# MATERIAL PROVIDED
--- START ---
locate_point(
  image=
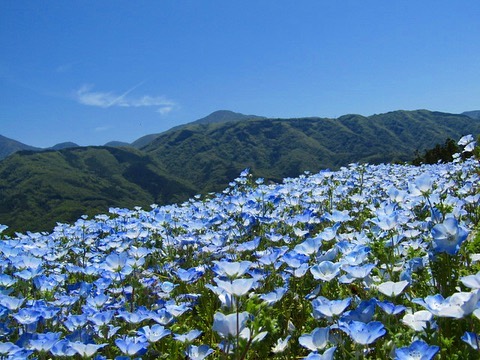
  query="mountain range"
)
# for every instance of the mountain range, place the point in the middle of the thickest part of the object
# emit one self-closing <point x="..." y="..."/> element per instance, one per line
<point x="39" y="187"/>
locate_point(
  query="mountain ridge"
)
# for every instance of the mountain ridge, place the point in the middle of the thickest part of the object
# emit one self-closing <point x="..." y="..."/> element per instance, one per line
<point x="37" y="188"/>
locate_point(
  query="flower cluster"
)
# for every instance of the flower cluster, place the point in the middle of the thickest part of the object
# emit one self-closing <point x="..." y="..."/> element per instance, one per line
<point x="371" y="261"/>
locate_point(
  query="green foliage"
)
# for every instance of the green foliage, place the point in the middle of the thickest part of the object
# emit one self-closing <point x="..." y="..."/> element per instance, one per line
<point x="443" y="153"/>
<point x="39" y="189"/>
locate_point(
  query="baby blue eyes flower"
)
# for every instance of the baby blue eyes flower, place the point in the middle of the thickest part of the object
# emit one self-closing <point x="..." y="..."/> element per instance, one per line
<point x="231" y="269"/>
<point x="448" y="236"/>
<point x="274" y="296"/>
<point x="358" y="271"/>
<point x="327" y="354"/>
<point x="154" y="333"/>
<point x="86" y="350"/>
<point x="362" y="333"/>
<point x="326" y="270"/>
<point x="468" y="142"/>
<point x="188" y="337"/>
<point x="236" y="287"/>
<point x="419" y="320"/>
<point x="418" y="350"/>
<point x="11" y="303"/>
<point x="132" y="346"/>
<point x="456" y="306"/>
<point x="323" y="307"/>
<point x="198" y="352"/>
<point x="472" y="339"/>
<point x="44" y="342"/>
<point x="227" y="325"/>
<point x="281" y="345"/>
<point x="317" y="340"/>
<point x="390" y="288"/>
<point x="390" y="308"/>
<point x="471" y="281"/>
<point x="27" y="316"/>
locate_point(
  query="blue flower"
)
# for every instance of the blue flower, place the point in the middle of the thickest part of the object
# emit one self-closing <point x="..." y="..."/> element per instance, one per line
<point x="132" y="346"/>
<point x="327" y="354"/>
<point x="323" y="307"/>
<point x="448" y="236"/>
<point x="361" y="333"/>
<point x="227" y="325"/>
<point x="325" y="270"/>
<point x="198" y="352"/>
<point x="188" y="337"/>
<point x="154" y="333"/>
<point x="63" y="348"/>
<point x="472" y="339"/>
<point x="390" y="308"/>
<point x="316" y="340"/>
<point x="237" y="287"/>
<point x="44" y="342"/>
<point x="86" y="350"/>
<point x="231" y="269"/>
<point x="418" y="350"/>
<point x="391" y="288"/>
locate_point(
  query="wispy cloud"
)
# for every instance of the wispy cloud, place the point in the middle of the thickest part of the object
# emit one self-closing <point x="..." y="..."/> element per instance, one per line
<point x="86" y="96"/>
<point x="102" y="128"/>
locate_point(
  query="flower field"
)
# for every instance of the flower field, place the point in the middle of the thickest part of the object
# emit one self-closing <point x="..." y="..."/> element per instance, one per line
<point x="368" y="262"/>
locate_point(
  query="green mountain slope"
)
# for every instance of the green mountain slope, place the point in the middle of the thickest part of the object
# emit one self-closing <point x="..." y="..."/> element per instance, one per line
<point x="219" y="116"/>
<point x="475" y="114"/>
<point x="10" y="146"/>
<point x="38" y="189"/>
<point x="213" y="154"/>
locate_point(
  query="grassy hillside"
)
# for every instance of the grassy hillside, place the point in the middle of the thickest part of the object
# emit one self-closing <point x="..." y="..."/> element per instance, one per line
<point x="213" y="154"/>
<point x="10" y="146"/>
<point x="39" y="189"/>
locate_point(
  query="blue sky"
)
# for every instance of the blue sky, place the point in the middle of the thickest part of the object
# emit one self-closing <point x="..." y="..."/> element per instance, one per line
<point x="96" y="71"/>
--- END ---
# TASK PROMPT
In the copy, include no pictures; transcribe every record above verbatim.

# FINISHED TASK
locate_point(
  image=
  query="mountain range"
)
# for every instance of the mountain range, place the point in the middle of the thickest part of the object
# emit one self-closing <point x="..." y="..."/> element per instance, one per line
<point x="39" y="187"/>
locate_point(
  query="mountain ridge"
)
# for every instance of the mountain ridge, place the point in the middle of the thickest part of the object
# emit one self-closing <point x="..." y="..."/> element per instance, one per line
<point x="37" y="188"/>
locate_point(
  query="flower cluster"
)
# for every instance of the flower cluster, place the point in the middle of the thickest part of the object
# emit one self-closing <point x="..." y="..."/> element per instance, one per line
<point x="371" y="261"/>
locate_point(
  query="green foliage"
)
# for every instance of the green foliage, place the point in the middle of the thickest part of the object
# emit one self-closing <point x="..." y="..."/> element per instance, one per line
<point x="443" y="153"/>
<point x="39" y="189"/>
locate_point(
  query="baby blue eyes flower"
)
# for every instance of the baby blue eyes flower, place the point in the middle of the thickest part of the object
# emit one self-closing <point x="..." y="..."/> element per instance, one per line
<point x="231" y="269"/>
<point x="448" y="236"/>
<point x="274" y="296"/>
<point x="358" y="271"/>
<point x="327" y="354"/>
<point x="154" y="333"/>
<point x="86" y="350"/>
<point x="362" y="333"/>
<point x="326" y="270"/>
<point x="468" y="142"/>
<point x="188" y="337"/>
<point x="236" y="287"/>
<point x="419" y="320"/>
<point x="418" y="350"/>
<point x="11" y="303"/>
<point x="132" y="346"/>
<point x="456" y="306"/>
<point x="323" y="307"/>
<point x="198" y="352"/>
<point x="472" y="339"/>
<point x="44" y="342"/>
<point x="227" y="325"/>
<point x="281" y="345"/>
<point x="317" y="340"/>
<point x="390" y="288"/>
<point x="390" y="308"/>
<point x="471" y="281"/>
<point x="27" y="316"/>
locate_point(
  query="blue flower"
)
# for every instance of the blue flower, place the point in the middle of the thickest part of the object
# emit one self-closing <point x="..." y="..."/> element per instance, one per line
<point x="132" y="346"/>
<point x="327" y="354"/>
<point x="323" y="307"/>
<point x="448" y="236"/>
<point x="361" y="333"/>
<point x="227" y="325"/>
<point x="325" y="270"/>
<point x="198" y="352"/>
<point x="188" y="337"/>
<point x="154" y="333"/>
<point x="63" y="348"/>
<point x="472" y="339"/>
<point x="390" y="308"/>
<point x="316" y="340"/>
<point x="237" y="287"/>
<point x="44" y="342"/>
<point x="86" y="350"/>
<point x="231" y="269"/>
<point x="418" y="350"/>
<point x="391" y="288"/>
locate_point(
  query="wispy cloud"
)
# for every instance of the wispy cloud, place the point in the middle of the thickest part of the object
# emit one self-closing <point x="..." y="..."/> element per instance, one per line
<point x="86" y="96"/>
<point x="102" y="128"/>
locate_point(
  query="flower field"
)
# for every instance of the flower field, place the point in the middle of the thickest part of the object
# emit one self-closing <point x="..." y="..."/> element per instance, one per line
<point x="368" y="262"/>
locate_point(
  query="green mountain slope"
)
# for every instance of the green mountain slope, place the point in the middle of the thickest part of the object
# emit one self-closing <point x="..." y="..."/> element per instance, one per line
<point x="219" y="116"/>
<point x="475" y="114"/>
<point x="10" y="146"/>
<point x="38" y="189"/>
<point x="213" y="154"/>
locate_point(
  query="grassy hillside"
)
# for every instance of the grassy hillside, place the point in the middle of the thickest part of the object
# emit one self-closing <point x="..." y="..."/> element per instance, one per line
<point x="213" y="154"/>
<point x="10" y="146"/>
<point x="39" y="189"/>
locate_point(
  query="blue sky"
)
# for every instance of the blue sky, place the point in the middle of the thickest part of the object
# emit one self-closing <point x="..." y="..."/> element per instance, one per line
<point x="96" y="71"/>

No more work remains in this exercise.